But what about the featured teams? Surely this is would be good for them, right? Maybe, maybe not. Let's start again with the modest revenue stream that reduces or obviates the need for industry sponsorship. Again, it's good for the league and its indepenence, but... Back in the days of the NPPL 1.0 when everyone was convinced the mainstream (and all its perks) were right around the corner that league touted success for the teams in terms of the opportunities exposure would bring. Being on TV would allow them to go out and develop their own portfolio of sponsors and income. Which doesn't sound half bad until you realize that as a team you are not only competing against the other teams for those sponsor dollars you're also competing against your own league for sponsor dollars. And that no agreements exist aimed at maintaining league parity or stability. Or that once the contract is signed by the league your individual team becomes superfluous. (Before the deal is done it's the teams that validate the league but after the deal is done it's the league that validates the teams.) So imagine here we are with the PSP seeing a modest revenue trickle beginning to come in from the PBAccess webcast. Perhaps at first everyone is happy and supportive. But it won't last. It can't last. At some point the featured teams will begin to ask, What about us? And that day everything changes.

## Supplied data:
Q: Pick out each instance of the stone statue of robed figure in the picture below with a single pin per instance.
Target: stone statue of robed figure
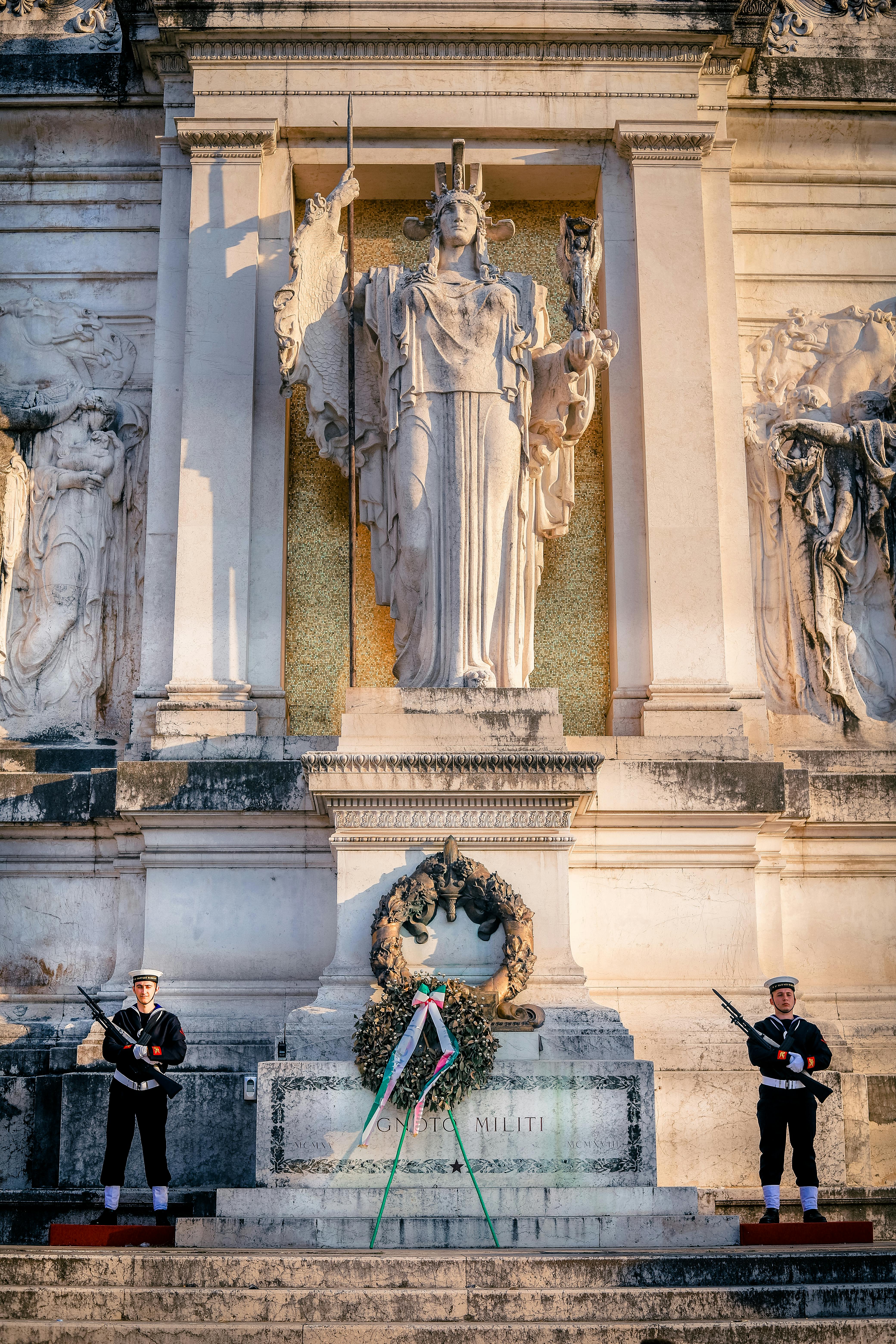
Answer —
(467, 420)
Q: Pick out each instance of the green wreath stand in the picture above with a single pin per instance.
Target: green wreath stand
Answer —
(377, 1037)
(452, 882)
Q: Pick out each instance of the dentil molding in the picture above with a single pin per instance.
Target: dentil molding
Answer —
(664, 143)
(229, 139)
(676, 53)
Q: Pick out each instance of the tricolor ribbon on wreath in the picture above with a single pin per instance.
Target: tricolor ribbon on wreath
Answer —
(425, 1005)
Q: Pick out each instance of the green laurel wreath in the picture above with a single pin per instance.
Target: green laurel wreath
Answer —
(383, 1025)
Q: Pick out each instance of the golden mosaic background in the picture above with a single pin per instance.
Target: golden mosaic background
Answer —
(571, 631)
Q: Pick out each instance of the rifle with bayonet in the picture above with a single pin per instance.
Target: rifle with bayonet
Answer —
(810, 1084)
(167, 1084)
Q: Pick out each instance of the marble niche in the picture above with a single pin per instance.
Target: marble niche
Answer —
(821, 464)
(75, 478)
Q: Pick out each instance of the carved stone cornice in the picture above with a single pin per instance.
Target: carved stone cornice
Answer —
(721, 66)
(464, 763)
(170, 64)
(664, 143)
(675, 53)
(226, 139)
(432, 793)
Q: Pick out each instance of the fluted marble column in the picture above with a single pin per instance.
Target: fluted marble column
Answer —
(209, 694)
(690, 691)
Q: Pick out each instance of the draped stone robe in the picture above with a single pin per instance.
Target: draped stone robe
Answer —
(456, 505)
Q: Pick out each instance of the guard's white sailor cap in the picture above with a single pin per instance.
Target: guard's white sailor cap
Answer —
(781, 983)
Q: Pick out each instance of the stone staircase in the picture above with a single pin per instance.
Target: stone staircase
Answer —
(699, 1297)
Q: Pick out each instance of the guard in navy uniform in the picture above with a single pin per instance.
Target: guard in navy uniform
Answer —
(132, 1100)
(784, 1101)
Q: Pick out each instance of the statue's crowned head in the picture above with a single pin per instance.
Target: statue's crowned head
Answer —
(469, 194)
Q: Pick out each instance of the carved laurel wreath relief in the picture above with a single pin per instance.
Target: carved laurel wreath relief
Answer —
(453, 882)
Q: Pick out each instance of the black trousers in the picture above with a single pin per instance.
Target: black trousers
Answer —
(781, 1109)
(150, 1111)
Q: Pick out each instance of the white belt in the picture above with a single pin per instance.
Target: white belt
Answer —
(788, 1084)
(151, 1083)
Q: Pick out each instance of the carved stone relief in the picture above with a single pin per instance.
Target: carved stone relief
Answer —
(821, 27)
(821, 464)
(73, 523)
(467, 420)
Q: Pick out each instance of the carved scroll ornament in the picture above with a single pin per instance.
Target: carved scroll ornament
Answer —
(73, 523)
(460, 389)
(821, 470)
(453, 882)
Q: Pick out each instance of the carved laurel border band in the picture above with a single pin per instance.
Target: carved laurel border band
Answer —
(358, 763)
(679, 53)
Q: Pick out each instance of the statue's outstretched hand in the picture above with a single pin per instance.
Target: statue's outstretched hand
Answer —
(343, 194)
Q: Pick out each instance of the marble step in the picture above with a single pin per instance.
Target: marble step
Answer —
(461, 1232)
(347, 1304)
(819, 1331)
(434, 1201)
(742, 1268)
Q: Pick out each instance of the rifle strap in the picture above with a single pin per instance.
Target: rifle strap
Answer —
(144, 1033)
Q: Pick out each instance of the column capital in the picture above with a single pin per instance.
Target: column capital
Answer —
(664, 142)
(232, 138)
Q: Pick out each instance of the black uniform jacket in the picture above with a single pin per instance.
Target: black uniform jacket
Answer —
(165, 1041)
(807, 1041)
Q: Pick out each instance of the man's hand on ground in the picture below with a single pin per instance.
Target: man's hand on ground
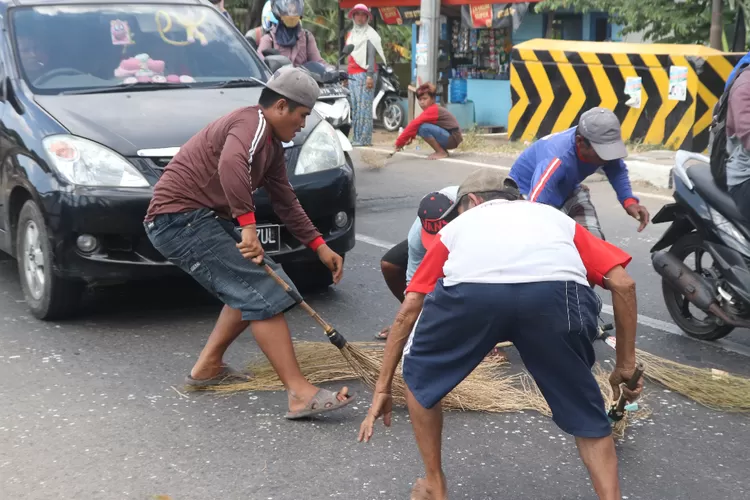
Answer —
(250, 247)
(639, 212)
(621, 376)
(333, 261)
(382, 405)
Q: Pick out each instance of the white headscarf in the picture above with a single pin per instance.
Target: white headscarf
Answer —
(359, 37)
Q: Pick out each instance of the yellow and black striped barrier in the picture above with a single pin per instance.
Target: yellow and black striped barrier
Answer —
(553, 82)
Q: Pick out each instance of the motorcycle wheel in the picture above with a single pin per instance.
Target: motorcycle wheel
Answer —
(678, 306)
(393, 115)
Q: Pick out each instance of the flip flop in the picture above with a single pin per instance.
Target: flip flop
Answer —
(323, 401)
(380, 335)
(227, 375)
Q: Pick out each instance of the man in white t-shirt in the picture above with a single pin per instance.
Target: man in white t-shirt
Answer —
(510, 269)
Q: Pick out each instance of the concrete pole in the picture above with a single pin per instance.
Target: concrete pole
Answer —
(427, 43)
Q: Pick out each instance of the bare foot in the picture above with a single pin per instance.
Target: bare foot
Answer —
(424, 490)
(497, 355)
(299, 400)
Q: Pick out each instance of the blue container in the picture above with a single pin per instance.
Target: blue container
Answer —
(458, 91)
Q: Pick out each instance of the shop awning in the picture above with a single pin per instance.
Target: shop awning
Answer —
(374, 4)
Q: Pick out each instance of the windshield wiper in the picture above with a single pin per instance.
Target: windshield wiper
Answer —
(129, 87)
(238, 82)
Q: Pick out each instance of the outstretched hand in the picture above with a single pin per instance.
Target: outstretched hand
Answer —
(382, 405)
(639, 212)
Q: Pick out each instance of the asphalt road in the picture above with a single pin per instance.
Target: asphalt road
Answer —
(89, 411)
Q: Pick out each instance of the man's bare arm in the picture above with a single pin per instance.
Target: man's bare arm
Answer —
(625, 306)
(394, 345)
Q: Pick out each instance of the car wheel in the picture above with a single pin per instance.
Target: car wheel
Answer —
(393, 115)
(47, 295)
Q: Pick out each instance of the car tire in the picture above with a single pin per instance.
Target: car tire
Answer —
(48, 296)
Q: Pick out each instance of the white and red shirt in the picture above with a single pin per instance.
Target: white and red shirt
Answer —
(501, 241)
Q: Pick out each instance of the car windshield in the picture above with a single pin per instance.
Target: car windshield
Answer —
(107, 47)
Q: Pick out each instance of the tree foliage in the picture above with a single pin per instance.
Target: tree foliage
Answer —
(661, 21)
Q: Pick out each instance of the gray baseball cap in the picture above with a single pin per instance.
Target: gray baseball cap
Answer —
(602, 129)
(483, 180)
(295, 84)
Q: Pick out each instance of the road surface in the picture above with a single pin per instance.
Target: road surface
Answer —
(89, 410)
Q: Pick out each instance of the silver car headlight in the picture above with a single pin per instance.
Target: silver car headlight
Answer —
(321, 151)
(87, 163)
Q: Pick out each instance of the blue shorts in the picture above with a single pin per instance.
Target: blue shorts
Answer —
(198, 244)
(552, 324)
(431, 130)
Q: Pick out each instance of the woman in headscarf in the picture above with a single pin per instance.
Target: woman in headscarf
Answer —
(288, 36)
(361, 71)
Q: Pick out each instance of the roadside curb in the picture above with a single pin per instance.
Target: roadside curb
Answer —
(654, 173)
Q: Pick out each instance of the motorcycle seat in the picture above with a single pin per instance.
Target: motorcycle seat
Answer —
(704, 183)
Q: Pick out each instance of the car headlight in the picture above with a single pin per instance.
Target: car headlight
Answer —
(87, 163)
(321, 151)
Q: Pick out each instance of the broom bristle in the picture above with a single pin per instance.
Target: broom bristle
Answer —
(713, 389)
(487, 389)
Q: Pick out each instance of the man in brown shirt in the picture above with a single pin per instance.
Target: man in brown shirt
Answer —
(214, 174)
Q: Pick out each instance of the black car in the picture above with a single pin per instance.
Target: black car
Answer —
(96, 98)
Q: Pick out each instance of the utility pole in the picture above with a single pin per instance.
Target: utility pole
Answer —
(427, 41)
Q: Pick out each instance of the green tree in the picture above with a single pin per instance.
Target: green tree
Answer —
(662, 21)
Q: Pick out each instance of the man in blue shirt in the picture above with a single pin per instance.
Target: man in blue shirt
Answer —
(551, 170)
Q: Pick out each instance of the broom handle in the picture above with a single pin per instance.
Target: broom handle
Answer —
(632, 384)
(334, 336)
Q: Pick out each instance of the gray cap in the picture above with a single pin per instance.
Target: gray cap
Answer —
(602, 129)
(295, 84)
(479, 181)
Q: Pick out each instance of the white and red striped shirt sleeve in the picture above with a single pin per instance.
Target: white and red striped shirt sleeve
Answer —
(430, 270)
(599, 257)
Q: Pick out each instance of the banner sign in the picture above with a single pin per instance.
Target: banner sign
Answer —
(498, 15)
(398, 15)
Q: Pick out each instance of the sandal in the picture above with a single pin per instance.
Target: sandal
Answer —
(227, 375)
(323, 401)
(383, 334)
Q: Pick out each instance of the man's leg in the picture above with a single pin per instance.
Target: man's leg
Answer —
(580, 208)
(434, 136)
(393, 266)
(557, 349)
(600, 458)
(428, 432)
(228, 327)
(440, 354)
(275, 340)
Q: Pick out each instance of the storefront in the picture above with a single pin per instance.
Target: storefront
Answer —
(476, 41)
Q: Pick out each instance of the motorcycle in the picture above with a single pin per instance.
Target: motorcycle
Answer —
(333, 102)
(386, 107)
(704, 221)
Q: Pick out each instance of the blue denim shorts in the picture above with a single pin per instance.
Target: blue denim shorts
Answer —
(552, 325)
(197, 243)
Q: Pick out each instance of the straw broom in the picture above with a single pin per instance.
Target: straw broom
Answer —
(364, 365)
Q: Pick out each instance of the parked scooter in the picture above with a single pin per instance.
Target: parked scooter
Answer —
(333, 102)
(704, 222)
(386, 107)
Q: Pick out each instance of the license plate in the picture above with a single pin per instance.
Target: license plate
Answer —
(270, 237)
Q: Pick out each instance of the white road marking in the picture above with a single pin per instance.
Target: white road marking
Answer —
(654, 323)
(373, 241)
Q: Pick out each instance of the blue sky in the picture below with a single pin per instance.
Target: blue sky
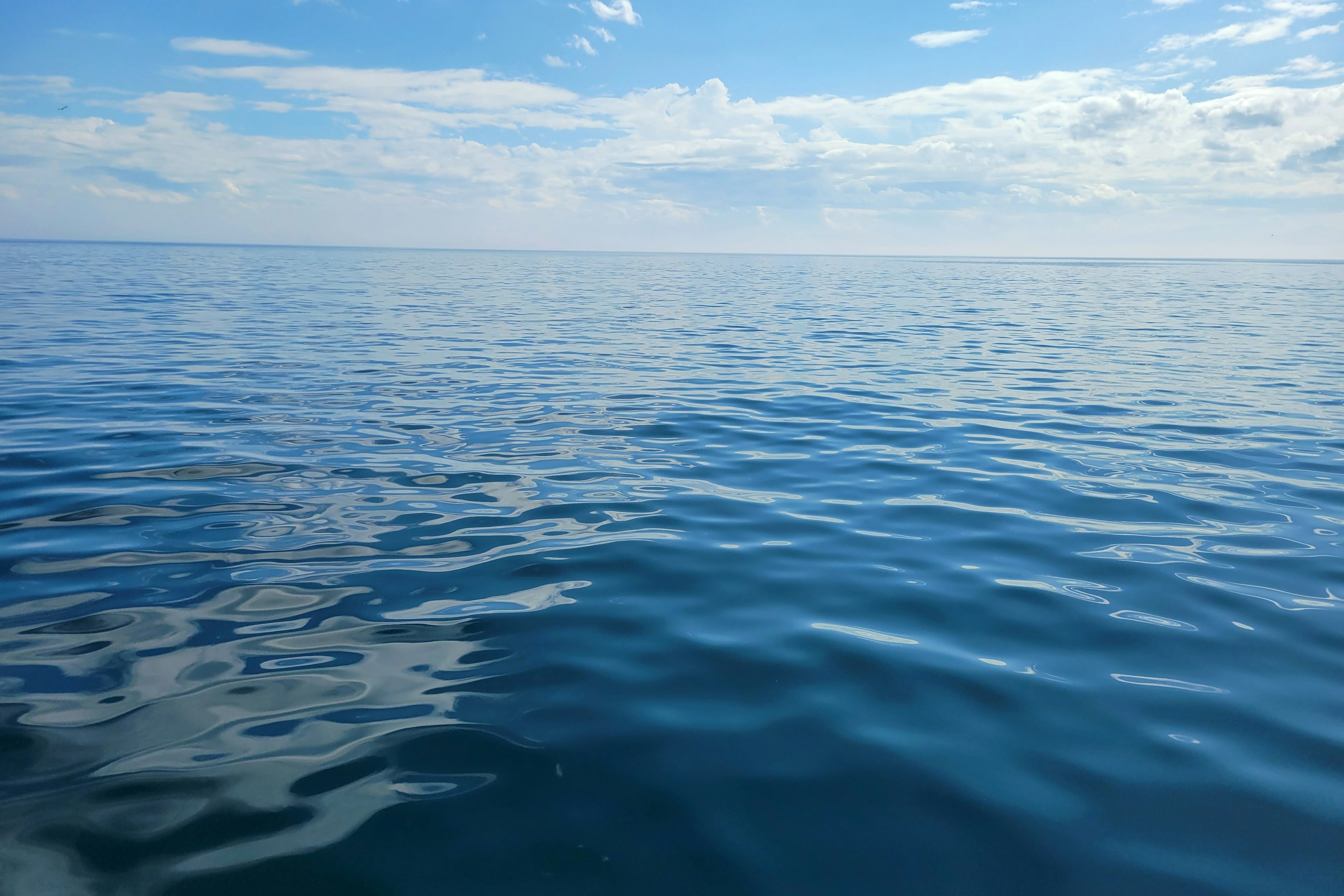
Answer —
(1040, 127)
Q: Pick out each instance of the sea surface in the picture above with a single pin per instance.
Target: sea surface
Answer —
(387, 573)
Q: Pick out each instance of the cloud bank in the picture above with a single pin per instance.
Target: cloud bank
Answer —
(463, 158)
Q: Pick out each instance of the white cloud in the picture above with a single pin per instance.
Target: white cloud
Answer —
(1307, 34)
(937, 40)
(1311, 68)
(42, 84)
(236, 49)
(176, 104)
(619, 11)
(1252, 33)
(1176, 65)
(1070, 142)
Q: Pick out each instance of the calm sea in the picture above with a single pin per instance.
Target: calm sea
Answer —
(350, 573)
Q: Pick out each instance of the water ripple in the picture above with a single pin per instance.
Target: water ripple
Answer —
(376, 571)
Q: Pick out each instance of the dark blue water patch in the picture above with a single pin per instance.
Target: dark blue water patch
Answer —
(404, 573)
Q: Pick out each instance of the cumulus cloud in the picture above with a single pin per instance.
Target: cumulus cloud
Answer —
(619, 11)
(221, 48)
(937, 40)
(1074, 142)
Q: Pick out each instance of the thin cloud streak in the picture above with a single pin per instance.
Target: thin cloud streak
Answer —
(939, 40)
(221, 48)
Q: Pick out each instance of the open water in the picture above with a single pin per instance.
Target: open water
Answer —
(349, 573)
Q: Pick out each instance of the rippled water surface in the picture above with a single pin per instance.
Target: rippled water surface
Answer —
(355, 571)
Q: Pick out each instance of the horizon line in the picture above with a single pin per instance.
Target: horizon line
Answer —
(655, 252)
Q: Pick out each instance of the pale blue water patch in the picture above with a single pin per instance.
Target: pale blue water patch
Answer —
(370, 571)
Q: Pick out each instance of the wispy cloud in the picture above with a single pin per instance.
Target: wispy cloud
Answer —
(619, 11)
(1307, 34)
(42, 84)
(1311, 68)
(1068, 140)
(1260, 31)
(222, 48)
(937, 40)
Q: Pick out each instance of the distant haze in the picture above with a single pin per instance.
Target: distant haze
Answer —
(1166, 128)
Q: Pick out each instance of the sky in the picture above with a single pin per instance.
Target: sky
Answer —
(1045, 128)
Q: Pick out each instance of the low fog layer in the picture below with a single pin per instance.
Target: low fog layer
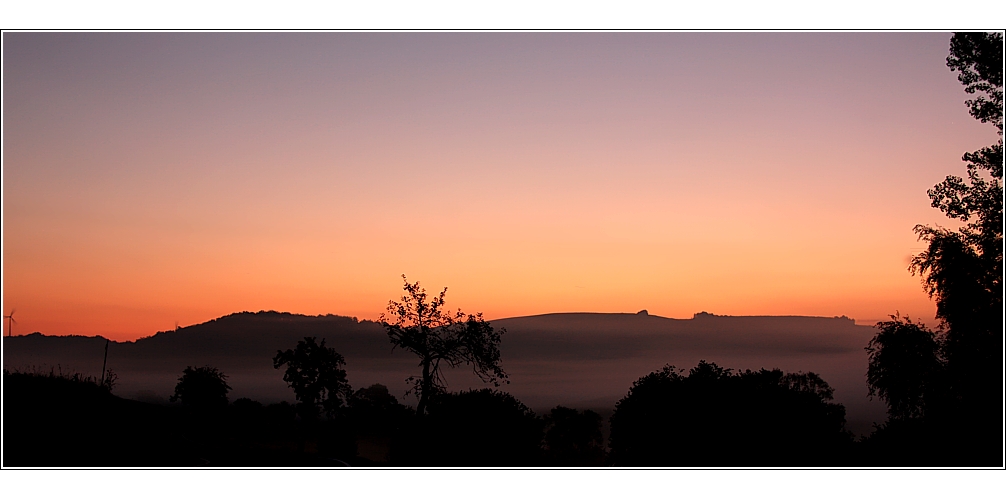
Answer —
(577, 359)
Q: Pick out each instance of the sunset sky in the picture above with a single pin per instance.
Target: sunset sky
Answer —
(155, 178)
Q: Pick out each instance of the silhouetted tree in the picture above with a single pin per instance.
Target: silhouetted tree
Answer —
(573, 438)
(482, 428)
(315, 373)
(961, 365)
(905, 368)
(437, 336)
(202, 387)
(715, 418)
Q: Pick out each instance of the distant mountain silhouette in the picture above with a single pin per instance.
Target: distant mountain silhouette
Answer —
(576, 359)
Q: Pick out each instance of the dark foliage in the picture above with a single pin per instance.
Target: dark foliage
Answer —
(572, 439)
(67, 420)
(979, 57)
(944, 388)
(474, 429)
(315, 373)
(715, 418)
(438, 336)
(203, 387)
(905, 369)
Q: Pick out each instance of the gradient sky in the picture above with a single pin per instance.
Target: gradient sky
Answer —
(150, 178)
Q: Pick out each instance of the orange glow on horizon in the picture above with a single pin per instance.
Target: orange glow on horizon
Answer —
(153, 178)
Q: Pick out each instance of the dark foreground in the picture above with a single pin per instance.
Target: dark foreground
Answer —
(665, 421)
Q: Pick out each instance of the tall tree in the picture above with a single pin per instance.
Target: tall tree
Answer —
(203, 387)
(426, 328)
(963, 269)
(315, 373)
(912, 368)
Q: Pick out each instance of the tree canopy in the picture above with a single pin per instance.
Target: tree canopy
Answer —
(202, 387)
(425, 327)
(713, 417)
(315, 373)
(952, 378)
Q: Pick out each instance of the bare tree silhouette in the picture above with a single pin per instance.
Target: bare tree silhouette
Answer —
(436, 335)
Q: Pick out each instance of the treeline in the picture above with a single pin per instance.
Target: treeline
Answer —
(709, 417)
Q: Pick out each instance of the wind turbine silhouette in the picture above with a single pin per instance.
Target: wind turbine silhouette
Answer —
(10, 323)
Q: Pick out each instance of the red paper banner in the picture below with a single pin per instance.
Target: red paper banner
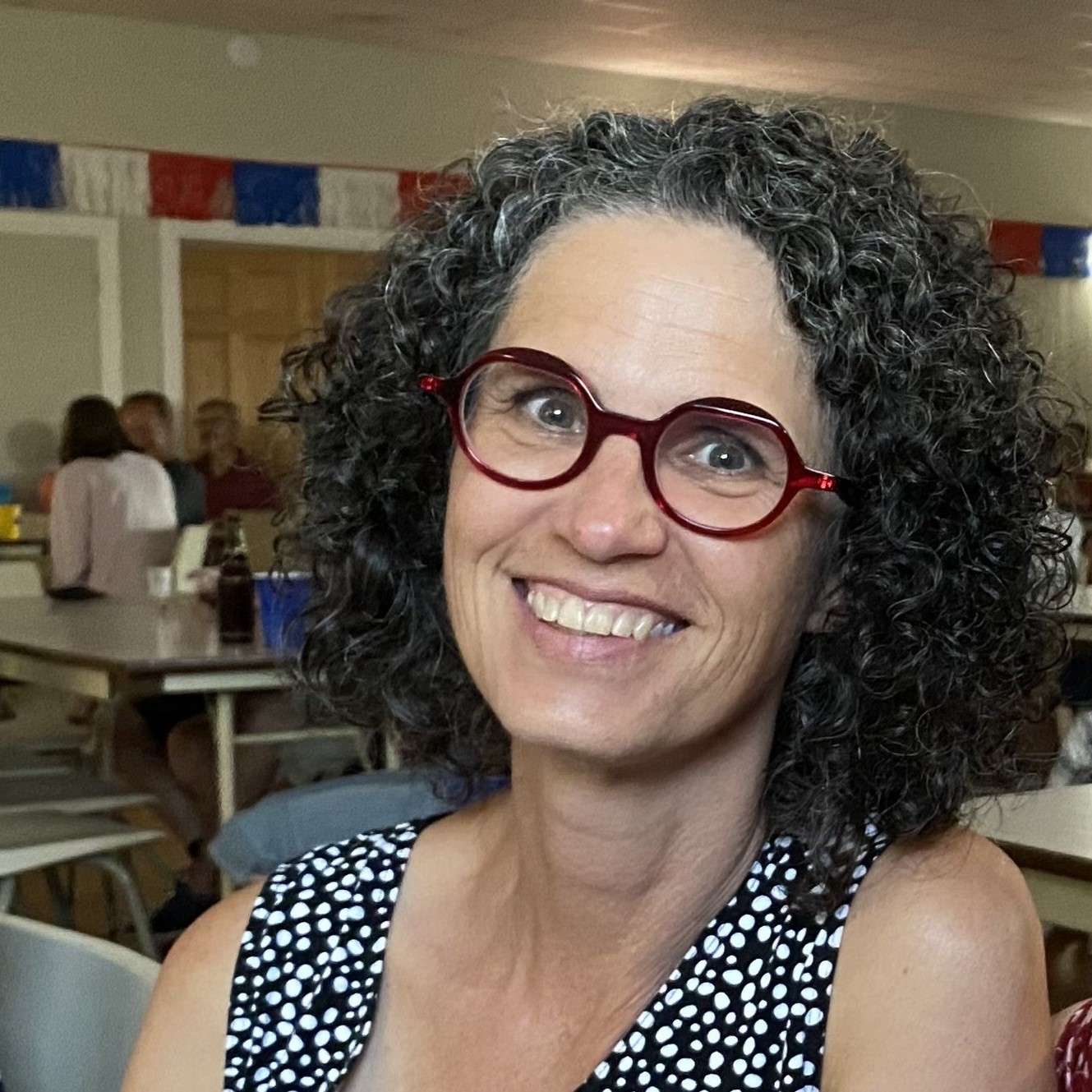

## Goal:
In the commentary on featured teams, which webcast is the PSP described as starting to earn a modest revenue trickle from?

## Answer to the task:
The PBAccess webcast.